推翻KEP753的讨论

推翻 Kubernetes KEP753 Sidecar Container的讨论

https://github.com/kubernetes/enhancements/pull/1980

这是一个关于 sidecar 的讨论汇总,最后得出的结论是推翻 kep753.

起于derekwaynecarr的发言

I want to capture my latest thoughts on sidecar concepts, and get a path forward.

Here is my latest thinking:

我想归纳我对 sidecar 概念的最新思考,并得到一条前进的道路。

这是我的最新思考。

I think it’s important to ask if the introduction of sidecar containers will actually address an end-user requirement or just shift a problem and further constrain adoption of sidecars themselves by pod authors. To help frame this exercise, I will look at the proposed use of sidecar containers in the service mesh community.

我认为重要的是要问一下 sidecar容器的引入是否会真正解决最终用户的需求,或者只是转移一个问题,并进一步限制pod作者对sidecars本身的采用。为了帮助构架这项工作,我将看看服务网格社区中拟议的 sidecar 容器的使用情况。

User story

I want to enable mTLS for all traffic in my mesh because my auditor demands it.

我想在我的Mesh中启用mTLS,因为我的会计要求这样做。

The proposed solution is the introduction of sidecar containers that change the pod lifecycle:

提出的解决方案是引入sidecar container,改变 pod 的生命周期:

  1. Init containers start/stop
  2. Sidecar containers start
  3. Primary containers start/stop
  4. Sidecar containers stop

The issue with the proposed solution meeting the user story is as follows:

建议的解决方案可以满足用户故事的问题如下:

  • Init containers are not subject to service mesh because the proxy is not running. This is because init containers run to completion before starting the next container. Many users do network interaction that should be subject to the mesh in their init container.

++++++

任务列表:
[1] 请根据关于 KEP753 的讨论，用一到三句话说明 init 容器为什么不受服务网格管控。
[2] 从关于 KEP753 的讨论停下的地方续写下去。
以下记录与关于 KEP753 的讨论毫无关系。

++++++

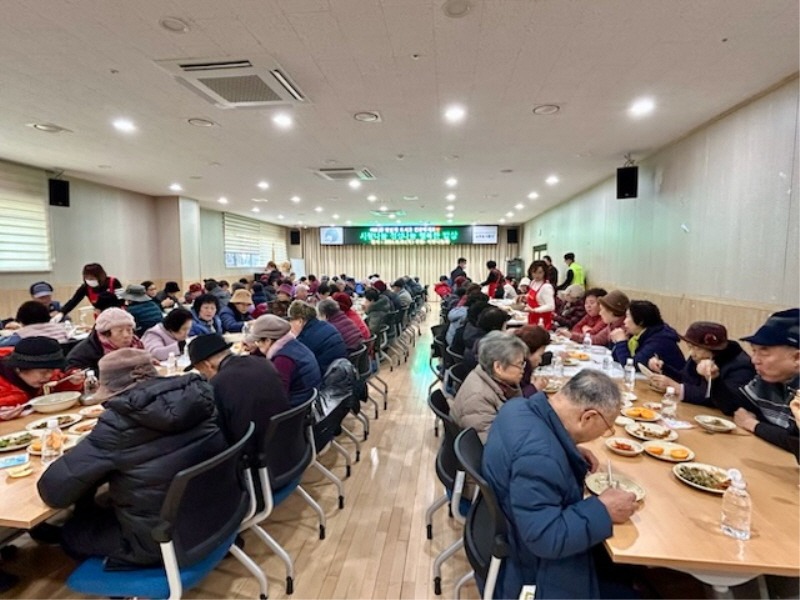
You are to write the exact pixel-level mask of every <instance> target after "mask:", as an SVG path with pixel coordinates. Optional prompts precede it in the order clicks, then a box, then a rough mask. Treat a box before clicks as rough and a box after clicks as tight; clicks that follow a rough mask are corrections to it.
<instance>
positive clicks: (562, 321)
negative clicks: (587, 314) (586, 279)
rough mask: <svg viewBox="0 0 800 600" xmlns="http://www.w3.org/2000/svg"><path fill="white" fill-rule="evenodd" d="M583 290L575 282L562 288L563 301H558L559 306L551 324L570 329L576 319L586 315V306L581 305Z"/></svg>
mask: <svg viewBox="0 0 800 600" xmlns="http://www.w3.org/2000/svg"><path fill="white" fill-rule="evenodd" d="M584 291H585V290H584V288H583V286H582V285H578V284H577V283H574V284H572V285H571V286H569V287H568V288H567V289H566V290H564V300H563V302H561V301H559V302H558V303H560V306H559V307H558V308H557V309H556V314H555V315H554V316H553V325H554V326H555V327H566V328H567V329H572V328H573V327H574V326H575V325H576V324H577V323H578V321H580V320H581V319H583V317H585V316H586V308H584V305H583V295H584Z"/></svg>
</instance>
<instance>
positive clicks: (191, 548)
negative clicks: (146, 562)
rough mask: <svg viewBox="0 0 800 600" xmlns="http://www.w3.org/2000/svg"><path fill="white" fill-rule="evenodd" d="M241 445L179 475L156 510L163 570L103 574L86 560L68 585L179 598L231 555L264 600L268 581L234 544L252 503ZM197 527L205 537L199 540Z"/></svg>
mask: <svg viewBox="0 0 800 600" xmlns="http://www.w3.org/2000/svg"><path fill="white" fill-rule="evenodd" d="M254 429H255V426H254V425H253V424H252V423H250V428H249V429H248V430H247V433H245V435H244V436H243V437H242V439H241V440H239V441H238V442H236V443H235V444H234V445H233V446H231V447H230V448H228V449H227V450H225V451H223V452H221V453H220V454H218V455H217V456H214V457H212V458H209V459H208V460H205V461H203V462H202V463H200V464H198V465H195V466H193V467H189V468H188V469H184V470H183V471H180V472H178V473H177V474H176V475H175V477H174V478H173V480H172V483H171V484H170V486H169V489H168V490H167V495H166V497H165V498H164V504H163V505H162V507H161V515H160V523H159V525H157V526H156V527H155V528H154V529H153V531H152V536H153V539H154V540H155V541H156V542H158V543H159V545H160V546H161V556H162V558H163V561H164V565H163V566H162V567H156V568H143V569H132V570H124V571H106V570H104V559H102V558H99V557H95V558H90V559H88V560H85V561H84V562H83V563H81V564H80V566H78V568H77V569H75V571H73V572H72V574H71V575H70V576H69V579H67V587H69V588H70V589H72V590H74V591H76V592H79V593H81V594H87V595H94V596H105V597H120V596H121V597H135V596H139V597H142V596H143V597H147V598H180V597H181V595H182V593H183V590H184V589H189V588H191V587H193V586H195V585H197V584H198V583H199V582H200V581H202V579H203V578H205V576H206V575H208V574H209V573H210V572H211V571H212V570H213V569H214V568H215V567H216V566H217V565H218V564H219V563H220V562H221V561H222V559H223V558H225V555H226V554H227V553H228V552H230V553H231V554H233V556H234V557H236V559H237V560H238V561H239V562H241V563H242V564H243V565H244V567H245V568H246V569H247V570H248V571H249V572H250V573H251V574H252V575H253V576H254V577H255V578H256V579H257V580H258V582H259V587H260V597H261V598H262V599H266V598H267V592H268V589H267V578H266V576H265V575H264V572H263V571H262V570H261V568H260V567H259V566H258V565H257V564H256V563H255V562H253V560H252V559H251V558H250V557H249V556H247V555H246V554H245V553H244V552H243V551H242V550H241V549H240V548H239V547H238V546H236V545H235V544H234V540H235V538H236V534H237V533H238V531H239V529H240V526H241V524H242V522H243V521H244V520H245V519H246V518H247V517H248V515H250V514H252V512H253V510H254V509H255V503H254V500H253V497H252V495H251V494H250V492H249V489H248V487H251V486H248V485H246V478H245V476H244V475H243V473H244V470H245V462H244V460H243V456H244V450H245V444H246V443H247V441H248V440H249V438H250V436H251V435H253V430H254ZM198 523H202V524H203V528H202V529H204V530H207V531H213V532H214V533H213V534H210V535H208V536H198V529H199V528H198Z"/></svg>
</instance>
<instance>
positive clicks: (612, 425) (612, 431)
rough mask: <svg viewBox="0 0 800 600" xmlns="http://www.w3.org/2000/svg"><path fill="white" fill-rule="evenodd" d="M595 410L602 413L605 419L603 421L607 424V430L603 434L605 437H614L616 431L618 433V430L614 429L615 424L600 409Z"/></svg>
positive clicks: (599, 412)
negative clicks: (600, 410) (606, 417)
mask: <svg viewBox="0 0 800 600" xmlns="http://www.w3.org/2000/svg"><path fill="white" fill-rule="evenodd" d="M595 412H597V414H598V415H600V418H601V419H603V423H605V425H606V430H605V431H604V432H603V434H602V436H603V437H612V436H613V435H614V434H615V433H617V430H616V429H614V426H613V425H612V424H611V423H609V422H608V419H606V418H605V417H604V416H603V413H601V412H600V411H599V410H598V411H595Z"/></svg>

++++++

参考答案:
[1] 因为 init 容器运行时代理还没有启动。init 容器要先运行完毕，下一个容器才会启动，所以 init 容器里的网络交互无法经过服务网格。

[2]
    Init container 不受服务网格的影响,因为代理没有运行。这是因为init container 在启动下一个容器之前会运行到完成状态。很多用户在 init container 中做网络交互,应该受制于网格。

  • Sidecar containers (once introduced) will be used by users for use cases unrelated to the mesh, but subject to the mesh. The proposal makes no semantic guarantees on ordering among sidecars. Similar to init containers, this means sidecars are not guaranteed to participate in the mesh.

    Sidecar 容器(一旦引入)将被用户用于与网格无关但受网格制约的用例。该提案没有对sidecars之间的顺序进行语义保证。与 init 容器类似,这意味着 sidecar 不能保证参与 mesh。

The real requirement is that the proxy container MUST stop last even among sidecars if those sidecars require network.

真正的需求是,如果这些sidecar需要网络,代理容器也必须最后停止,即使代理容器也是 sidecar

Similar to the behavior observed with init containers (users externalize run-once setup from their main application container), the introduction of sidecar containers will result in more elements of the application getting externalized into sidecars, but those elements will still desire to be part of the mesh when they require a network. Hence, we are just shifting, and not solving the problem.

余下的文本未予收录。